- _Available data_
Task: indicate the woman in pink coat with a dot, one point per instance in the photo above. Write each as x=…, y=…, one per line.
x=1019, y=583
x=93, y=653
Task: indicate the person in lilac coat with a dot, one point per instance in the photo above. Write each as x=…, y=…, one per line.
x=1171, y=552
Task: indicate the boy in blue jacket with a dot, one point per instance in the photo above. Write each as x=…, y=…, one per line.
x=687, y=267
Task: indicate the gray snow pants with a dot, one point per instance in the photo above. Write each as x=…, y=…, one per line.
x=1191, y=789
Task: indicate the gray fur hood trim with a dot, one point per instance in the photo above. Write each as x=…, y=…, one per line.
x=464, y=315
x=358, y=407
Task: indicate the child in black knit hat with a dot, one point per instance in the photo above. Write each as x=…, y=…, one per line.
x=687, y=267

- _Written request_
Rewrite every line of the listing above as a Markdown table with the columns "No." and "Line", numbering the lines in order and leaving out any blank lines.

- _Solution to this problem_
| No. | Line |
|---|---|
| 1 | Task: indicate the woman in pink coat with a dot, one point per instance in the photo above. Write each as x=…, y=…, one per line. |
| 2 | x=1019, y=583 |
| 3 | x=93, y=653 |
| 4 | Task: indicate the person in lilac coat with a dot, one point per instance in the photo above. Write each as x=…, y=…, one per line. |
| 5 | x=1171, y=552 |
| 6 | Task: indicate the boy in blue jacket with a dot, one point per instance in the photo above. Write each as x=…, y=…, one per line. |
| 7 | x=687, y=267 |
| 8 | Task: indicate the gray snow pants with a dot, one point per instance in the photo above. Write each as x=…, y=…, one per line. |
| 9 | x=1191, y=789 |
| 10 | Task: indicate the gray fur hood trim with a dot, one point per instance in the photo above. Write each as x=…, y=…, one per line. |
| 11 | x=464, y=315 |
| 12 | x=358, y=407 |
| 13 | Task: indicate the child in black knit hat with a dot, one point per instance in the photo above. Write each as x=…, y=…, one per line. |
| 14 | x=687, y=267 |